**Task objective:**
Every record shown below is to be output exactly.

**Spatial localization data:**
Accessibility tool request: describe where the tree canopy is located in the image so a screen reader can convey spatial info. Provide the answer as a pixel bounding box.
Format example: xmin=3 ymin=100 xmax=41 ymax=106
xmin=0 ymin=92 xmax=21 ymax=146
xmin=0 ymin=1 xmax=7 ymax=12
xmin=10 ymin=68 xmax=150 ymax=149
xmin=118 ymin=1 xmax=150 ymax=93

**Answer to the exercise:**
Accessibility tool request: describe where the tree canopy is located in the image so a screen reader can convey spatial info. Provide the answer as a pixel bounding box.
Format example: xmin=3 ymin=100 xmax=41 ymax=106
xmin=0 ymin=92 xmax=21 ymax=146
xmin=0 ymin=1 xmax=7 ymax=12
xmin=10 ymin=68 xmax=150 ymax=149
xmin=118 ymin=1 xmax=150 ymax=93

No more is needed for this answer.